- Söğütlü Location in Turkey
- Coordinates: 37°27′00″N 41°13′16″E﻿ / ﻿37.450°N 41.221°E
- Country: Turkey
- Province: Mardin
- District: Midyat
- Population (2022): 2,208
- Time zone: UTC+3 (TRT)

= Söğütlü, Midyat =

Village in Mardin Province, Turkey

Söğütlü (کندیریب; ܟܢܕܝܪܝܒ) (Note: Also spelt as Kandarib, Kenderib, or Kendirib.) is a neighbourhood of the municipality and district of Midyat, Mardin Province, Turkey. Its population is 2,208 (2022). Before the 2013 reorganisation, it was a town (belde). The village is populated by Kurds of the Kercoz and Omerkan tribes and by the Mhallami. It is located in the historic region of Bēth Muḥallam in Tur Abdin.

Entries shown:
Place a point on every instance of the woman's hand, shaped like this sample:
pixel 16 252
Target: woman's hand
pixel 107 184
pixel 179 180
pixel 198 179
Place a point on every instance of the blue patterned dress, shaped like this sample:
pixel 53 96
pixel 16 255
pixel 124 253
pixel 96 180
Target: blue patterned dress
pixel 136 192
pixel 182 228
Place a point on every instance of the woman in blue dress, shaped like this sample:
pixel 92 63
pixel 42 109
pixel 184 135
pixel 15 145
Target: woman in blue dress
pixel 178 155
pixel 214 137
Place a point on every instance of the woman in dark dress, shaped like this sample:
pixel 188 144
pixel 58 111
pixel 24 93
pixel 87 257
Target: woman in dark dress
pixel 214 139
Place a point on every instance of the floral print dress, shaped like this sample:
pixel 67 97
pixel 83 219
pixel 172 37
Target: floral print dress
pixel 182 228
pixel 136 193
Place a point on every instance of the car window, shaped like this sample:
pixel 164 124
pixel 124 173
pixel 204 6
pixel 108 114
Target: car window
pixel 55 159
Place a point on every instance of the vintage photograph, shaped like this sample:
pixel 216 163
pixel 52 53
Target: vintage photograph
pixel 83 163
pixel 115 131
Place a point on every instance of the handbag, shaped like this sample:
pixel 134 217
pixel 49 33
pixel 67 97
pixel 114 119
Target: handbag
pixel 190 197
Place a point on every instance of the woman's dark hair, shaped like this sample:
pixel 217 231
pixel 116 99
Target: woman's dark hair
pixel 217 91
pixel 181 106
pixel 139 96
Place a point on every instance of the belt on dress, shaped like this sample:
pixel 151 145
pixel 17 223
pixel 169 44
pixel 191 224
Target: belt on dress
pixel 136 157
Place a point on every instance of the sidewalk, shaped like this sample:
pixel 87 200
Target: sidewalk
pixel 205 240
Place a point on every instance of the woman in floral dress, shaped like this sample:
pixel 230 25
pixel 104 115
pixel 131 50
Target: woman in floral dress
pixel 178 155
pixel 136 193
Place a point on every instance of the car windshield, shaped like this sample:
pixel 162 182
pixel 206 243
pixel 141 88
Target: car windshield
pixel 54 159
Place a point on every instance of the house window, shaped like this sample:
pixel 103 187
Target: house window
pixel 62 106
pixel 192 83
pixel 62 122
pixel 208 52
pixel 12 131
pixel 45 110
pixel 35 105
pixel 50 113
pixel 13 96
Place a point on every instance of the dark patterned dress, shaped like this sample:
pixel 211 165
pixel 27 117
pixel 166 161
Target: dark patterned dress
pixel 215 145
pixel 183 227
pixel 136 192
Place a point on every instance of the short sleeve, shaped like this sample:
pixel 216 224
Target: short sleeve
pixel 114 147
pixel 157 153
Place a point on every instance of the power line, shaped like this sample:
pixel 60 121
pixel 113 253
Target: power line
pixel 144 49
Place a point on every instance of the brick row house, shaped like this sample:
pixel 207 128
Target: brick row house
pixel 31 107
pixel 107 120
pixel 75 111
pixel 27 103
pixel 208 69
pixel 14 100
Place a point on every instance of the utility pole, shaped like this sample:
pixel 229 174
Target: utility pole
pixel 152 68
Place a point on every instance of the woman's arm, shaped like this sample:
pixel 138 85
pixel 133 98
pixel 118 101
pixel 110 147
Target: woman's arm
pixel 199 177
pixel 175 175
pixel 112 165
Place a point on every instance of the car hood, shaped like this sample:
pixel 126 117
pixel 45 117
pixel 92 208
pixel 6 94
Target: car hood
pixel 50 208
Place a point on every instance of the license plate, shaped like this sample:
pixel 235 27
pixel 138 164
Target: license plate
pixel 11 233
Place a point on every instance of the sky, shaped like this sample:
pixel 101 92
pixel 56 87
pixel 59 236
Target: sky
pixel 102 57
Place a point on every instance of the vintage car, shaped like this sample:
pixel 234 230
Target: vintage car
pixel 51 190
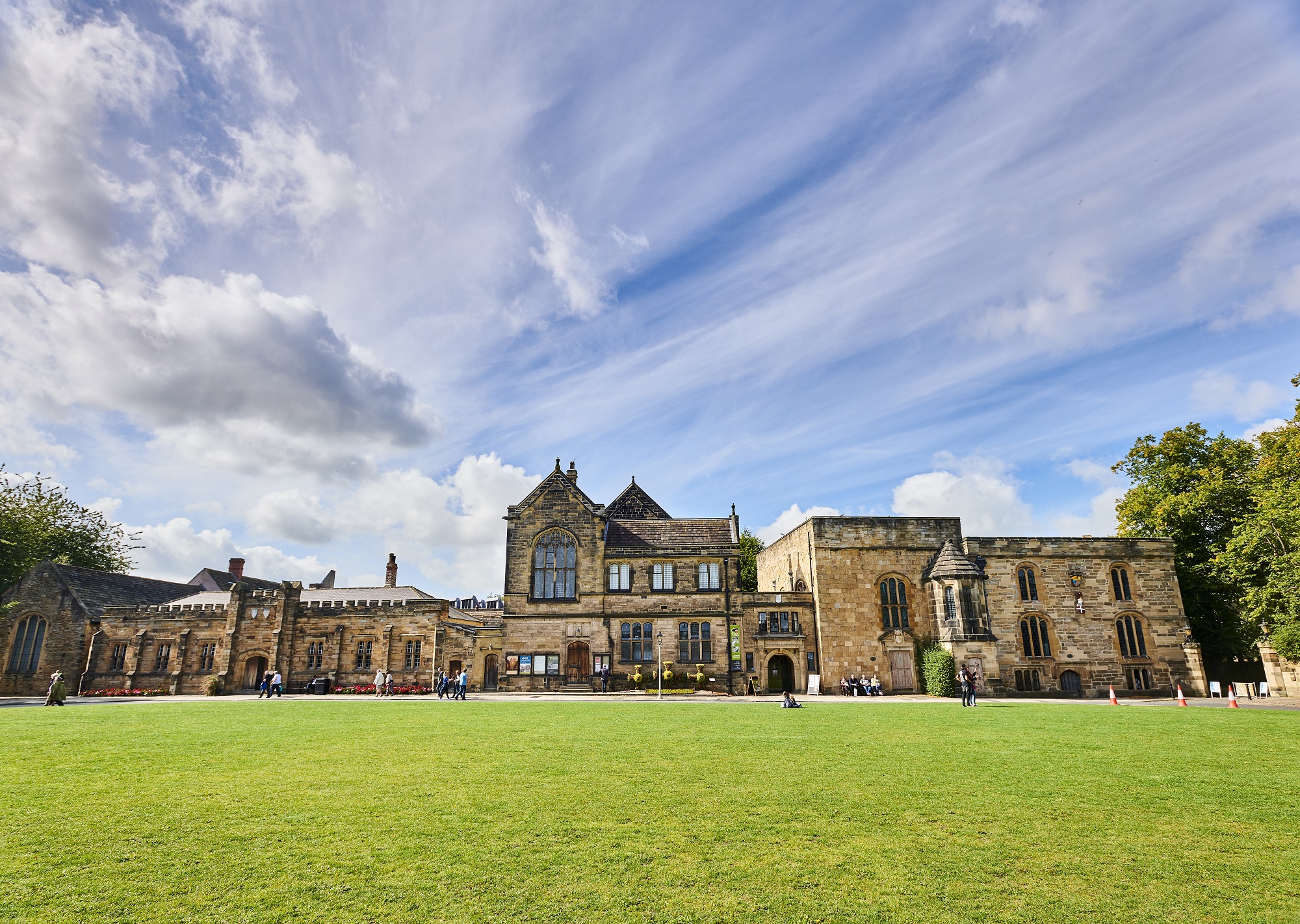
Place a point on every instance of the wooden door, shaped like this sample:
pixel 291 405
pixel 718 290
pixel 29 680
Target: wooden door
pixel 900 671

Problems:
A – Reproduce the stretch of the Söğütlü text above from "- Söğütlü Location" through "in Tur Abdin.".
B – Resume the text about the village of Söğütlü in Midyat after its last sentence.

Responses to the tasks:
A –
- Söğütlü Location in Turkey
- Coordinates: 37°27′00″N 41°13′16″E﻿ / ﻿37.450°N 41.221°E
- Country: Turkey
- Province: Mardin
- District: Midyat
- Population (2022): 2,208
- Time zone: UTC+3 (TRT)

= Söğütlü, Midyat =

Village in Mardin Province, Turkey

Söğütlü (کندیریب; ܟܢܕܝܪܝܒ) (Note: Also spelt as Kandarib, Kenderib, or Kendirib.) is a neighbourhood of the municipality and district of Midyat, Mardin Province, Turkey. Its population is 2,208 (2022). Before the 2013 reorganisation, it was a town (belde). The village is populated by Kurds of the Kercoz and Omerkan tribes and by the Mhallami. It is located in the historic region of Bēth Muḥallam in Tur Abdin.

B –
==History==
Kandirib (today called Söğütlü) was historically inhabited by Syriac Christians. The calligrapher Daniel of Kandirib is mentioned in the Life of Mar Simeon of the Olives. In c. 1583, the Christian population of Bēth Muḥallam, including the village of Kandirib, converted to Islam to escape persecution. From the 1910s onwards, many Mhallamis from the village migrated to Lebanon for economic reasons, while some Mhallami and Kurdish families settled in the village afterwards. The Kurdish families came from Kerboran and neighbouring villages.

==Bibliography==

- Barsoum, Aphrem (2003). "The Scattered Pearls: A History of Syriac Literature and Sciences"
- Barsoum, Aphrem (2008). "The History of Tur Abdin"
- Barsoum, Aphrem (2009). "The Collected Historical Essays of Aphram I Barsoum"
- Hoyland, Robert G. (2021). "The Life of Simeon of the Olives: An Entrepreneurial Saint of Early Islamic North Mesopotamia"
- Palmer, Andrew (1990). "Monk and Mason on the Tigris Frontier: The Early History of Tur Abdin"
- Şayır, Mehmet (2017). "Mardin Arapça Diyalekti"
- Tan, Altan (2018). "Turabidin'den Berriye'ye. Aşiretler - Dinler - Diller - Kültürler"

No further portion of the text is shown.